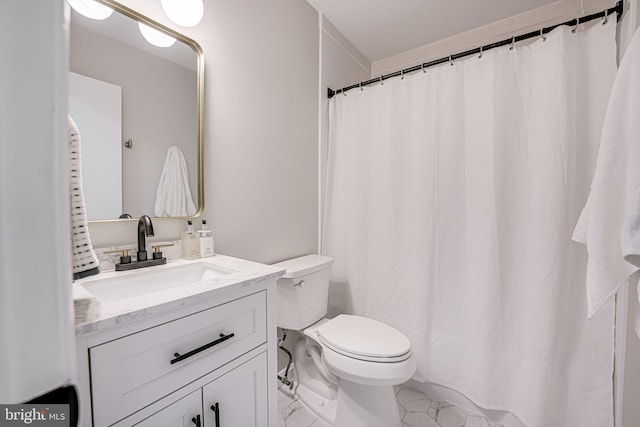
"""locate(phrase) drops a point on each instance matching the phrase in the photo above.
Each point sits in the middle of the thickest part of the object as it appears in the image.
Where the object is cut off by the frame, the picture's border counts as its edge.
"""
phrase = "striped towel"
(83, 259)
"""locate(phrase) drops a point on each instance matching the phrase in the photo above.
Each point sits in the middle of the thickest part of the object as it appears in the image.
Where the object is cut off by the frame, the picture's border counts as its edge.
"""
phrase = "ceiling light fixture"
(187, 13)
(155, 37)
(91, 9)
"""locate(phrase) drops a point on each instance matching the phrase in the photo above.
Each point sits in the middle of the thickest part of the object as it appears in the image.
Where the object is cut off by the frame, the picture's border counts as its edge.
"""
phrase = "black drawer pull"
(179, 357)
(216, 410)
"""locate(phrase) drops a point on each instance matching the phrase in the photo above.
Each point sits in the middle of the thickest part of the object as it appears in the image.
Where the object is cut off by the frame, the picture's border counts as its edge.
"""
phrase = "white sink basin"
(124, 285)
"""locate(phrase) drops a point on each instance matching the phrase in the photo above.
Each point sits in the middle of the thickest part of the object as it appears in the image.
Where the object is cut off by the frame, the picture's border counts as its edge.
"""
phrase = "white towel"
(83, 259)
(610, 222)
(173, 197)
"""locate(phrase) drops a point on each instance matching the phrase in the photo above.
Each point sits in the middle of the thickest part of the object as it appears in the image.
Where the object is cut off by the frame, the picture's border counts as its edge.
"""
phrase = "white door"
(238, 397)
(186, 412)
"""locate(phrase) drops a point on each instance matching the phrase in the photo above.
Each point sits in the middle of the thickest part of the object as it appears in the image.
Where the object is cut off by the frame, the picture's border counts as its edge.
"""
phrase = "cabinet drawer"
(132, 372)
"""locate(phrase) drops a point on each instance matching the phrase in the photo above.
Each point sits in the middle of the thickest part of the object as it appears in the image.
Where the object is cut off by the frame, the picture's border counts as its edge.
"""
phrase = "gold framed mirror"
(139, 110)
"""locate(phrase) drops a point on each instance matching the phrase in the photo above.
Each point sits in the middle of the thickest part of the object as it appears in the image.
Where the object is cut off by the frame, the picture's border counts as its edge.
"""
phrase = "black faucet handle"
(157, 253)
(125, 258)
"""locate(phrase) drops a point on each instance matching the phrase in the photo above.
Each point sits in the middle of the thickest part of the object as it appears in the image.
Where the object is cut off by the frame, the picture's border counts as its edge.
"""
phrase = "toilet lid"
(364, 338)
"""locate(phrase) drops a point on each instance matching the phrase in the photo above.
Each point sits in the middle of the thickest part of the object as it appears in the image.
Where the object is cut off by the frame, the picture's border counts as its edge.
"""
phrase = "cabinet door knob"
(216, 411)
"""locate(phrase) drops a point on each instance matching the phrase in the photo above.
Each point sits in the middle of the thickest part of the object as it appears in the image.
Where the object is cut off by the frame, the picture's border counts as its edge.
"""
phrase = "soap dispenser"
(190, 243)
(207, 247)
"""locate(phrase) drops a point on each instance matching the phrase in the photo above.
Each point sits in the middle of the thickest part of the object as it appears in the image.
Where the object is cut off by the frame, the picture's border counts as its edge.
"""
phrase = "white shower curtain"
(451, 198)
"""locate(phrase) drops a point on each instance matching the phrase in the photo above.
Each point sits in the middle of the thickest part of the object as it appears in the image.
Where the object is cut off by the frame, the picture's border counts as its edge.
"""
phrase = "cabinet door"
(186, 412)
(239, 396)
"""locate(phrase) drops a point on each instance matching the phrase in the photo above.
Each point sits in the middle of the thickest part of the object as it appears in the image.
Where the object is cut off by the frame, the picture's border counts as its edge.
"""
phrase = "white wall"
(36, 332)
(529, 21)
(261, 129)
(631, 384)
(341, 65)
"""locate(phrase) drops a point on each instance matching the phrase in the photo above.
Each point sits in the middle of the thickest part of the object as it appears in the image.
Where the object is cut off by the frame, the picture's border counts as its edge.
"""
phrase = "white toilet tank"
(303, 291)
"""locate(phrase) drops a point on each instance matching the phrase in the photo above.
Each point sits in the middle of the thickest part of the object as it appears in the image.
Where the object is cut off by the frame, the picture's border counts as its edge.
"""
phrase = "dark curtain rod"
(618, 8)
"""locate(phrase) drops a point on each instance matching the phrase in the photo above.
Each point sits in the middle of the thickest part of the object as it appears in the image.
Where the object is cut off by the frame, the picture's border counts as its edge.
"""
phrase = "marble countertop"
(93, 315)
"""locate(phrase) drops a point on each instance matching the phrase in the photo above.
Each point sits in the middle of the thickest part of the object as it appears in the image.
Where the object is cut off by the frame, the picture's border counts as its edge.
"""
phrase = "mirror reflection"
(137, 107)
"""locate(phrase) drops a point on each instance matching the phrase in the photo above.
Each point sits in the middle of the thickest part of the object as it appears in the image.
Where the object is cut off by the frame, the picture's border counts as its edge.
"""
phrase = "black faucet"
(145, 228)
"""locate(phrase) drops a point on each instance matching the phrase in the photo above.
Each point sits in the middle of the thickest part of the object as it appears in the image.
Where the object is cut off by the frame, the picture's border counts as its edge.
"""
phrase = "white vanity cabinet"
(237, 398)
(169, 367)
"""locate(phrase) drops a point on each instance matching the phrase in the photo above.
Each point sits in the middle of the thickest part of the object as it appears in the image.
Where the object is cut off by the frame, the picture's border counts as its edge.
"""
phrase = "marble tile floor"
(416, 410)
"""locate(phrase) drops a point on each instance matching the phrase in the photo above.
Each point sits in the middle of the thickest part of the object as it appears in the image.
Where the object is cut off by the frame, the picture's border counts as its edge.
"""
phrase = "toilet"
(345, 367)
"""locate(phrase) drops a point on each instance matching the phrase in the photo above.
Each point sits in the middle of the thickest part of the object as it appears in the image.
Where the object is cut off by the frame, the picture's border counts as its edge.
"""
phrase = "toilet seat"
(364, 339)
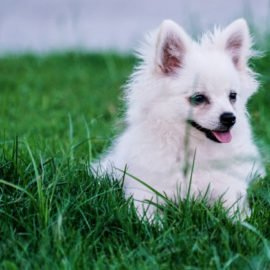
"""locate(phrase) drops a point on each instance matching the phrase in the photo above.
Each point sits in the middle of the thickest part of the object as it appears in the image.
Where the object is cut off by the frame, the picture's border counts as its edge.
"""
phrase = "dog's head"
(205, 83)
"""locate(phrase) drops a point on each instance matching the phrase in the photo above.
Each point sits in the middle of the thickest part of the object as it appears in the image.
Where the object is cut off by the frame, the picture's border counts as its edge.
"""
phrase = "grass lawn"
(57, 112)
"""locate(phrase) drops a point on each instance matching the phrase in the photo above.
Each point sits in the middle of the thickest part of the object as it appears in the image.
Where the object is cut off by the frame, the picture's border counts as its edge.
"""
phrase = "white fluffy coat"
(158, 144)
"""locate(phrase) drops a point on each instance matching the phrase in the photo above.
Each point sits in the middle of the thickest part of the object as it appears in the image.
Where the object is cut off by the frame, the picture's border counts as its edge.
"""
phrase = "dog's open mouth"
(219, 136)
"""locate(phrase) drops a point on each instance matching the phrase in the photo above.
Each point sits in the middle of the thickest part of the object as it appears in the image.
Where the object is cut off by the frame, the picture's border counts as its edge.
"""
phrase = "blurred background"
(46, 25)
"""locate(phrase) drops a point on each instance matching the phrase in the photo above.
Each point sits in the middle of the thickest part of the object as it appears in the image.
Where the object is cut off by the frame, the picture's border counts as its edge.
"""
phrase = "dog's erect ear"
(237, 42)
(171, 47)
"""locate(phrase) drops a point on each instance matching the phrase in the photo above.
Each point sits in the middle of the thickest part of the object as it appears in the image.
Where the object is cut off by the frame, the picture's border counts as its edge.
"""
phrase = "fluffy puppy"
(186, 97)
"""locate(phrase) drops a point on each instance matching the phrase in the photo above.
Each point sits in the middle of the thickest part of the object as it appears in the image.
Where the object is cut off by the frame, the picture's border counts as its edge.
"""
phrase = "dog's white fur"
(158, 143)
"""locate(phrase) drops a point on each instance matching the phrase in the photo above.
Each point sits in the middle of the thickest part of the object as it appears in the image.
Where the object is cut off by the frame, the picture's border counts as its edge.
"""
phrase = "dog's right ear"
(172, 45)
...
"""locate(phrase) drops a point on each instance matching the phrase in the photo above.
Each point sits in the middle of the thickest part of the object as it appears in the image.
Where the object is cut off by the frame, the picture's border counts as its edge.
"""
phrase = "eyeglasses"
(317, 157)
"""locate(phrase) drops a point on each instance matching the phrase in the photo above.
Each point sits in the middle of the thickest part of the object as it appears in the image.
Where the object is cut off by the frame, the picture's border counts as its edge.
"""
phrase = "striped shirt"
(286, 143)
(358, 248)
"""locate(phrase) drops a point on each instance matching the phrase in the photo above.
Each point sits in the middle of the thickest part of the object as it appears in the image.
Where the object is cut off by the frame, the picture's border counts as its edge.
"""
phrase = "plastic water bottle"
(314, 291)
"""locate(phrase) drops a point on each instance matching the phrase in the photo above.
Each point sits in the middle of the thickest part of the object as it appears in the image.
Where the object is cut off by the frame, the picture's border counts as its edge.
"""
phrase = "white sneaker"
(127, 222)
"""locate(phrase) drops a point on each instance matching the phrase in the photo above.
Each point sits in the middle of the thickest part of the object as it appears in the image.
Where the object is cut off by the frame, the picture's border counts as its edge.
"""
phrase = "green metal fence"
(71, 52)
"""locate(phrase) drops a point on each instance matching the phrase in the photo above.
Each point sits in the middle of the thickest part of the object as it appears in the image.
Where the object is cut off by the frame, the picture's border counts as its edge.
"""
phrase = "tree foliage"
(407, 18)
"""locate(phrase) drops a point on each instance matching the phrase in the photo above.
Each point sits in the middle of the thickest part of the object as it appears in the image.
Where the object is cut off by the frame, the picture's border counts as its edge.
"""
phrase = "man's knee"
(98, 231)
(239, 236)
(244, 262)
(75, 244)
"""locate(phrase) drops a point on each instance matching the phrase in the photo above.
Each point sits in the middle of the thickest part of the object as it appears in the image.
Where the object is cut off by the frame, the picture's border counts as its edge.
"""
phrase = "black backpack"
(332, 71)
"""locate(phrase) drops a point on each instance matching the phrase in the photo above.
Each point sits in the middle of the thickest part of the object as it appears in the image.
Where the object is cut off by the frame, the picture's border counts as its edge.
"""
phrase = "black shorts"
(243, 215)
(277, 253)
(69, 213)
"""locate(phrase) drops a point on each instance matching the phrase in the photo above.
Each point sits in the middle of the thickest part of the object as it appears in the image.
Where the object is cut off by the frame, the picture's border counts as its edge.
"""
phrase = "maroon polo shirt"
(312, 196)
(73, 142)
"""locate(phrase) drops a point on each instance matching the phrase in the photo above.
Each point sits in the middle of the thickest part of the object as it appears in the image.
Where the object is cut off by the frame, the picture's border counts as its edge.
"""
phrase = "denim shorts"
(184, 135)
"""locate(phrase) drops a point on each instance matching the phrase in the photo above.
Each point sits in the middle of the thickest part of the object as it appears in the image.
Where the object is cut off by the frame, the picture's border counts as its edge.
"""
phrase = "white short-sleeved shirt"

= Task statement =
Extract every line of the records that contains the word "white", treating uppercase and lowercase as different.

= Exercise result =
phrase = "white sink basin"
phrase = "white towel"
phrase = "white door"
phrase = "white shower curtain"
phrase = "white wall"
phrase = "white toilet tank"
phrase = "white vanity cabinet"
phrase = "white fluffy coat"
phrase = "dog's white fur"
phrase = "white sneaker"
phrase = "white short-sleeved shirt"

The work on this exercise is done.